#### [Excerpted records]
======

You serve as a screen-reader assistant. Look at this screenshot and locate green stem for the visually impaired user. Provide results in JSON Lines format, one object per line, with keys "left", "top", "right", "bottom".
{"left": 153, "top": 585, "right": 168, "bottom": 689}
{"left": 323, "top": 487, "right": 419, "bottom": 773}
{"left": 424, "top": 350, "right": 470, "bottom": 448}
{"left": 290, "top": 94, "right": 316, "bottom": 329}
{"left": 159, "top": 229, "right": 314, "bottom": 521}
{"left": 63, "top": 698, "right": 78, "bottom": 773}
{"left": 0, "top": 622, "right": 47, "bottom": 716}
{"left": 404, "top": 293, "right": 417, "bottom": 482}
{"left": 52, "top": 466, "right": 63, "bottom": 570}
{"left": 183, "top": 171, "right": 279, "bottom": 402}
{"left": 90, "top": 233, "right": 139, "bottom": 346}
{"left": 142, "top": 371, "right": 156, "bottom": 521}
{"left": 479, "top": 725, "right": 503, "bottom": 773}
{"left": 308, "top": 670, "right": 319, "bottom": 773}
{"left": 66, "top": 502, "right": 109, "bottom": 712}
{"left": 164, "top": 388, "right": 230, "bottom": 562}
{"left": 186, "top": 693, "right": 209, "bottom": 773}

======

Reproduce the entries exactly as they appear.

You serve as a screen-reader assistant. Look at this screenshot and locate green stem for the visually impaired user. Provide results in JSON Lines format, one object per line, with keys "left", "top", "right", "bottom".
{"left": 153, "top": 585, "right": 168, "bottom": 689}
{"left": 323, "top": 487, "right": 419, "bottom": 773}
{"left": 424, "top": 350, "right": 470, "bottom": 448}
{"left": 290, "top": 94, "right": 316, "bottom": 329}
{"left": 159, "top": 229, "right": 314, "bottom": 521}
{"left": 63, "top": 698, "right": 78, "bottom": 773}
{"left": 0, "top": 622, "right": 47, "bottom": 716}
{"left": 404, "top": 293, "right": 417, "bottom": 482}
{"left": 52, "top": 466, "right": 63, "bottom": 570}
{"left": 183, "top": 171, "right": 279, "bottom": 402}
{"left": 90, "top": 233, "right": 139, "bottom": 346}
{"left": 142, "top": 371, "right": 156, "bottom": 521}
{"left": 479, "top": 725, "right": 503, "bottom": 773}
{"left": 308, "top": 670, "right": 319, "bottom": 773}
{"left": 66, "top": 502, "right": 109, "bottom": 712}
{"left": 164, "top": 388, "right": 230, "bottom": 562}
{"left": 186, "top": 693, "right": 209, "bottom": 773}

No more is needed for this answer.